## Given instruction A:
Output the passage of the "Go Now" article from "1964 single by" to "the same year.", copied exactly.
## Given instruction B:
Return the rows verbatim, starting at the first row and ending with the line containing "(1188, 157)".
====== Given text
Single by Bessie Banks
- B-side: "It Sounds Like My Baby"
- Released: January 1964
- Length: 2:40
- Label: Tiger; Blue Cat;
- Songwriters: Larry Banks; Milton Bennett;
- Producer: Jerry Leiber and Mike Stoller

Bessie Banks singles chronology
| "Do It Now" (1963) | "Go Now" (1964) | "I Can't Make It (Without You Baby)" (1967) |

= Go Now =

1964 single by Bessie Banks

"Go Now" is a song composed by Larry Banks and Milton Bennett and first recorded by Bessie Banks, released as a single in January 1964. The best-known version was recorded by the Moody Blues and released the same year.

==Bessie Banks version==
The song was first recorded by Larry Banks's former wife, Bessie Banks. A 1962 demo recording by Bessie of the song was heard by songwriters and record producers Jerry Leiber and Mike Stoller, who re-recorded it in late 1963, with arrangement by Gary Sherman and backing vocals from Dee Dee Warwick and Cissy Houston. The single was first released in early 1964 on their Tiger label, and later reissued on the Blue Cat label, the R&B/soul imprint of Red Bird. Her version reached No. 40 on the Cashbox R&B singles chart.

Bessie Banks later commented:I remember 1963 Kennedy was assassinated; it was announced over the radio. At the time, I was rehearsing in the office of Leiber and Stoller. We called it a day. Everyone was in tears. "Come back next week and we will be ready to record 'Go Now; and we did so. I was happy and excited that maybe this time I'll make it. 'Go Now' was released in January 1964, and right away it was chosen Pick Hit of the Week on W.I.N.S. Radio. That means your record is played for seven days. Four days went by, I was so thrilled. On day five, when I heard the first line, I thought it was me, but all of a sudden, I realized it wasn't. At the end of the song it was announced, "The Moody Blues singing 'Go Now'." I was too out-done. This was the time of the English Invasion and the end of Bessie Banks' career, so I thought. America's DJs had stopped promoting American artists.

Banks' recollections are questionable, because her single was released in the US in January 1964, and The Moody Blues' version was not released until November 1964 in the UK and January 1965 in North America.

The Bessie Banks version is included on the soundtrack of the film Stonewall (1995) and on the "Red Bird Story".
============
====== Input
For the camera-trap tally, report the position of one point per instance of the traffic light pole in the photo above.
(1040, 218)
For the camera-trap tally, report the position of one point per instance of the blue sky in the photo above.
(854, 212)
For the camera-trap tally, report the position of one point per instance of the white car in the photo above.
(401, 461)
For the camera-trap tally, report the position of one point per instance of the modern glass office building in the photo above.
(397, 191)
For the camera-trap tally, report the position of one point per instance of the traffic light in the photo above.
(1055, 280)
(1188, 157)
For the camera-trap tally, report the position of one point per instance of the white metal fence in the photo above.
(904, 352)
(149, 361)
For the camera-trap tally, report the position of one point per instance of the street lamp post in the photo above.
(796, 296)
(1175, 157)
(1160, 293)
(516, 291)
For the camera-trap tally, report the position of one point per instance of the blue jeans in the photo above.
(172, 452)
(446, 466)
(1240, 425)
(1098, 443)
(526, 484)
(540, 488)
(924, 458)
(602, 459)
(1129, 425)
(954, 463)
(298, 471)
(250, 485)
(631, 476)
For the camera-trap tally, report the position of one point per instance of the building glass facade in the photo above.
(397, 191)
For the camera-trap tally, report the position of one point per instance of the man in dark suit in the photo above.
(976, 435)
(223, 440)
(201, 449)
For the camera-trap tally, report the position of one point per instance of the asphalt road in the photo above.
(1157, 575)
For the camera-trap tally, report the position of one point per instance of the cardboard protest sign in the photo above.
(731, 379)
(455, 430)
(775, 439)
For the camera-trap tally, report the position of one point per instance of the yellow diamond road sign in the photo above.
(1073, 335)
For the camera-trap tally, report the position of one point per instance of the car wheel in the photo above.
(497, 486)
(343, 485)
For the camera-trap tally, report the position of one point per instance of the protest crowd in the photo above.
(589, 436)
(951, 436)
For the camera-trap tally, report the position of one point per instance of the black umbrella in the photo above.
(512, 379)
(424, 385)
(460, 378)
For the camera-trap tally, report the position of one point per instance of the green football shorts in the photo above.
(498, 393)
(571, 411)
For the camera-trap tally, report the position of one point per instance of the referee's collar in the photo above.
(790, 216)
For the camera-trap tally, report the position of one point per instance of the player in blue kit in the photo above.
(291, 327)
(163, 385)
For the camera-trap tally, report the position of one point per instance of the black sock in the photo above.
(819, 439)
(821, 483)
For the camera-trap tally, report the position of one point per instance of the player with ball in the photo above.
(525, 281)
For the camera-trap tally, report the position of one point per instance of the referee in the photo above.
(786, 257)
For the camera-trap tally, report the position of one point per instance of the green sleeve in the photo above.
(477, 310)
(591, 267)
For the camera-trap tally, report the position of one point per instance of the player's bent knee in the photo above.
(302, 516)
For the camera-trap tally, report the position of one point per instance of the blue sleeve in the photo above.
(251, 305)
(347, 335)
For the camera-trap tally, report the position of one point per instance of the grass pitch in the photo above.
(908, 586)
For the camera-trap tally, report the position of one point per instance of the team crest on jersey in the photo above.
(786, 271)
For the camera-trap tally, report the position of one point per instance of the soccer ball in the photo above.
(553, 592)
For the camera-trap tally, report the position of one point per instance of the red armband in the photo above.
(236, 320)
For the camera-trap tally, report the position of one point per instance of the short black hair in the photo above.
============
## Solution A:
1964 single by Bessie Banks

"Go Now" is a song composed by Larry Banks and Milton Bennett and first recorded by Bessie Banks, released as a single in January 1964. The best-known version was recorded by the Moody Blues and released the same year.

## Solution B:
For the camera-trap tally, report the position of one point per instance of the traffic light pole in the photo above.
(1040, 218)
For the camera-trap tally, report the position of one point per instance of the blue sky in the photo above.
(854, 212)
For the camera-trap tally, report the position of one point per instance of the white car in the photo above.
(401, 461)
For the camera-trap tally, report the position of one point per instance of the modern glass office building in the photo above.
(397, 191)
For the camera-trap tally, report the position of one point per instance of the traffic light in the photo above.
(1055, 280)
(1188, 157)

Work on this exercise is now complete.